Problem statement :: Lay out every line of the records below as a Markdown table with two columns, Row and Line, skipping blank lines. Put a running line number under Row and the line itself under Line.

==== Material for this exercise ====

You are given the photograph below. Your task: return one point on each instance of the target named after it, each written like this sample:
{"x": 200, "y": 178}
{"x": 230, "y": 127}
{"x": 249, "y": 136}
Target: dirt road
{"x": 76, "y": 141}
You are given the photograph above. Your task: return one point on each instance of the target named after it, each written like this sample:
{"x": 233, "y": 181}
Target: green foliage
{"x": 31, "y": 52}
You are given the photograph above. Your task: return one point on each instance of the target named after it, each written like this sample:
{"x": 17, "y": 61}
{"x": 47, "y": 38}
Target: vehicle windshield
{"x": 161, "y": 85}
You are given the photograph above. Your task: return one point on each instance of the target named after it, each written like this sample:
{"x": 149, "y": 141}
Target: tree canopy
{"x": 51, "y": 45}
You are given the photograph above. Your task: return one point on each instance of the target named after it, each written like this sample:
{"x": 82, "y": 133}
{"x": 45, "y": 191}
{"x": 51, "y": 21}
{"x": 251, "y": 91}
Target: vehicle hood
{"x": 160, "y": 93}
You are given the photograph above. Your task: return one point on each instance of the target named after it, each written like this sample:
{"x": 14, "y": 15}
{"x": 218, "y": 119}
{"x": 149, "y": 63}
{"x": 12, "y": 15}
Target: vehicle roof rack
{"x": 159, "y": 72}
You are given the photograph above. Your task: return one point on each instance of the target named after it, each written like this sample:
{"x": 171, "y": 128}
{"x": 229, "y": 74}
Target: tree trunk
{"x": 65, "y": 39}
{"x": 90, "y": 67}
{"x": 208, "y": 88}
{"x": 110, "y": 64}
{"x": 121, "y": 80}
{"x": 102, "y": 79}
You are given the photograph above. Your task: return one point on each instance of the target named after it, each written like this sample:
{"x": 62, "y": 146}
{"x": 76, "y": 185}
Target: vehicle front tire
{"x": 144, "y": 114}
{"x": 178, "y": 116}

====

Response for this exercise ::
| Row | Line |
|---|---|
| 1 | You are given the photograph below. Your task: return one point on each instance of the target named after it, each written like this sample: |
| 2 | {"x": 200, "y": 178} |
| 3 | {"x": 230, "y": 127} |
| 4 | {"x": 249, "y": 136} |
| 5 | Target: dirt road |
| 6 | {"x": 76, "y": 141} |
| 7 | You are given the photograph above. Your task: return one point on each instance of the target named after it, each written like this sample: |
| 8 | {"x": 233, "y": 181} |
| 9 | Target: green foliage |
| 10 | {"x": 31, "y": 52} |
| 11 | You are given the photograph above. Your task: return one point on each instance of the target named after it, each written like this sample: |
| 12 | {"x": 17, "y": 61} |
| 13 | {"x": 47, "y": 38} |
| 14 | Target: vehicle windshield |
| 15 | {"x": 161, "y": 85} |
| 16 | You are given the photograph above. Your task: return one point on each instance of the target named after it, each written like this sample: |
| 17 | {"x": 149, "y": 141} |
| 18 | Target: tree canopy |
| 19 | {"x": 51, "y": 45} |
| 20 | You are given the photograph above. Your task: return one point on each instance of the target named after it, each written like this sample: |
| 21 | {"x": 82, "y": 133} |
| 22 | {"x": 45, "y": 191} |
| 23 | {"x": 51, "y": 21} |
| 24 | {"x": 251, "y": 91} |
| 25 | Target: vehicle hood |
| 26 | {"x": 160, "y": 93} |
| 27 | You are given the photograph above. Your task: return one point on each instance of the target named after it, each written like this sample: |
| 28 | {"x": 14, "y": 15} |
| 29 | {"x": 218, "y": 119} |
| 30 | {"x": 149, "y": 63} |
| 31 | {"x": 12, "y": 15} |
| 32 | Target: vehicle roof rack |
| 33 | {"x": 159, "y": 72} |
| 34 | You are given the photograph above. Your task: return one point on each instance of the target named after it, each written like this sample: |
| 35 | {"x": 171, "y": 128} |
| 36 | {"x": 229, "y": 74} |
| 37 | Target: tree trunk |
| 38 | {"x": 65, "y": 39} |
| 39 | {"x": 90, "y": 67} |
| 40 | {"x": 208, "y": 88} |
| 41 | {"x": 110, "y": 64} |
| 42 | {"x": 121, "y": 80} |
| 43 | {"x": 102, "y": 79} |
| 44 | You are given the photograph above. Your task: return one point on each instance of the target named after it, each written like this sample: |
| 45 | {"x": 62, "y": 146} |
| 46 | {"x": 76, "y": 185} |
| 47 | Target: vehicle front tire |
| 48 | {"x": 144, "y": 114} |
| 49 | {"x": 178, "y": 116} |